- Parts of the exercise -
A. Translate this sentence from the DALL-E 2 article into Spanish: "If you can dream it, DALL-E 2 can create it."
B. Update the passage of the DALL-E 2 article from "What Do WALL-E" to "in higher resolution.", replacing "cartoonish" with "cartoon-like".

What Do WALL-E and Salvador Dalí Have in Common? Meet DALL-E 2
This new and improved A.I. system can produce photorealistic images of anything on demand
Imagine typing this phrase into a blank computer screen: “a bowl of soup that looks like a monster.” A few seconds later, a creature knitted out of wool—and bathed in soup—could be smiling at you.
Perhaps it’s an “Andy Warhol style painting of French bulldog wearing sunglasses” you are after, or “polymer clay dragons eating pizza in a boat.” If you can dream it, DALL-E 2 can create it.
In January 2021, artificial intelligence lab OpenAI created DALL-E, a neural network that generates cartoonish images from text captions. Now, just over a year later, DALL-E 2 has arrived, with a faster system that delivers more realistic compositions in higher resolution.
Merging the names of robot WALL-E and artist Salvador Dalí, DALL-E 2, like its predecessor, was trained to learn the relationship between images and the text used to describe them. The new technology, however, works thanks to a process called “diffusion.” Basically, the system reorganizes a random pattern of dots into an image as it recognizes specific aspects of the figure.

Records held in a dataset
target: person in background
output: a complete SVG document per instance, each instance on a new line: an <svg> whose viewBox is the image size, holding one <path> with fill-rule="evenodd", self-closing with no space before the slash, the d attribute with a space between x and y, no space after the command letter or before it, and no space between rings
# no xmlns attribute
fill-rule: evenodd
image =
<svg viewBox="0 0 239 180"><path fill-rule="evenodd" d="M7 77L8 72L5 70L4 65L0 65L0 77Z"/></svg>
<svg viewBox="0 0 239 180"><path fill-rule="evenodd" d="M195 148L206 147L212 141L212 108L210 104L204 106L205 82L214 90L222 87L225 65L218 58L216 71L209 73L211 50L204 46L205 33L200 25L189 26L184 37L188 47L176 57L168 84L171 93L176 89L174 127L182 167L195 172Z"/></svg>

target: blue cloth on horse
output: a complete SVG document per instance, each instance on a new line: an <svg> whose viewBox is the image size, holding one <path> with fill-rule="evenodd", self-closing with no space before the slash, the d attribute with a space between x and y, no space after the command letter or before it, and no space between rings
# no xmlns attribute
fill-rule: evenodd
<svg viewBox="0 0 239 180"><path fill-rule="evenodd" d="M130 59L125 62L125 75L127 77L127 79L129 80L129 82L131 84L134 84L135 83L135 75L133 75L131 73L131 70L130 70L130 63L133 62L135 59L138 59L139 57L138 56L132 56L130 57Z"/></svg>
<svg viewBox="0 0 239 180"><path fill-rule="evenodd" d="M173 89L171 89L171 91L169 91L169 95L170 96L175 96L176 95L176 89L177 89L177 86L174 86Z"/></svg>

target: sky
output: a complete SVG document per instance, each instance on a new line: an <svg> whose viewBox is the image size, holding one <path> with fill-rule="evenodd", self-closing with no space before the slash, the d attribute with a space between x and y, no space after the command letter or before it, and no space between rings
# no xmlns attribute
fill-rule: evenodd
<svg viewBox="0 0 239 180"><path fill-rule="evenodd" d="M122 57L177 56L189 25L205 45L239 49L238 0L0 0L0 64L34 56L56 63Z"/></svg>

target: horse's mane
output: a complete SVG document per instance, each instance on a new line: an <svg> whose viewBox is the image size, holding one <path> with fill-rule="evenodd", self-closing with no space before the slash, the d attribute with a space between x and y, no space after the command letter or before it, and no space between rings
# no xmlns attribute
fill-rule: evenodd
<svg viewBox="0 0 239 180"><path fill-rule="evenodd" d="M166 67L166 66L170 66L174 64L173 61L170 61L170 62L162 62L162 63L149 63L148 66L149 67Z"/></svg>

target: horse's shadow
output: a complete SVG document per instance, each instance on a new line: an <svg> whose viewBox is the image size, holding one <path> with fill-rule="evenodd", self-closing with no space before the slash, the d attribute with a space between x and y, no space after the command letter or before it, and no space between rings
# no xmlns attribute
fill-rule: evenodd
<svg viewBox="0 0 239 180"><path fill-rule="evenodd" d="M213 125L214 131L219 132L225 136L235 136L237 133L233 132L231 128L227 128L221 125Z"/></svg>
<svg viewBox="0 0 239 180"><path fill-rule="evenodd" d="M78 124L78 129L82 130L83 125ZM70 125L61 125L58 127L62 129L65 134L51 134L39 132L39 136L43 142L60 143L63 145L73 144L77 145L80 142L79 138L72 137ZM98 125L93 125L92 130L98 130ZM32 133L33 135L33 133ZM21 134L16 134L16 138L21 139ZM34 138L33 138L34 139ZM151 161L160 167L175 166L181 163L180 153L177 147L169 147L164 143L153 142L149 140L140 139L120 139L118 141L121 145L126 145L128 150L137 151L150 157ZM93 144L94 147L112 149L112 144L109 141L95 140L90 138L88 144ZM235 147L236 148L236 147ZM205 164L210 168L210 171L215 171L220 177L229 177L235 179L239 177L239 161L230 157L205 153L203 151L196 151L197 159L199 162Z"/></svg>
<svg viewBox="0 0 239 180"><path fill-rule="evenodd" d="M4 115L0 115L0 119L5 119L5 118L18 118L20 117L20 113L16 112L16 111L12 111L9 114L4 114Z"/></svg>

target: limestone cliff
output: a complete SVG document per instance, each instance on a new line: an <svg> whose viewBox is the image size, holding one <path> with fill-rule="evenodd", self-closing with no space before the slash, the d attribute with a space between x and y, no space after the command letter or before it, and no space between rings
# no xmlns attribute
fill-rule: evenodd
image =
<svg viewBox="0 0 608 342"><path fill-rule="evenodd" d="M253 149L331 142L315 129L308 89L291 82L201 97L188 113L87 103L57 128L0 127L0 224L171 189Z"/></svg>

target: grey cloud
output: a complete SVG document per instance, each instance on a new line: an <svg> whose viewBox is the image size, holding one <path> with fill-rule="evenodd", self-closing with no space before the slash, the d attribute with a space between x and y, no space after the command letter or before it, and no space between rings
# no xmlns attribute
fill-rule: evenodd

- Responses by task -
A. Si puedes soñarlo, DALL-E 2 puede crearlo.

B.
What Do WALL-E and Salvador Dalí Have in Common? Meet DALL-E 2
This new and improved A.I. system can produce photorealistic images of anything on demand
Imagine typing this phrase into a blank computer screen: “a bowl of soup that looks like a monster.” A few seconds later, a creature knitted out of wool—and bathed in soup—could be smiling at you.
Perhaps it’s an “Andy Warhol style painting of French bulldog wearing sunglasses” you are after, or “polymer clay dragons eating pizza in a boat.” If you can dream it, DALL-E 2 can create it.
In January 2021, artificial intelligence lab OpenAI created DALL-E, a neural network that generates cartoon-like images from text captions. Now, just over a year later, DALL-E 2 has arrived, with a faster system that delivers more realistic compositions in higher resolution.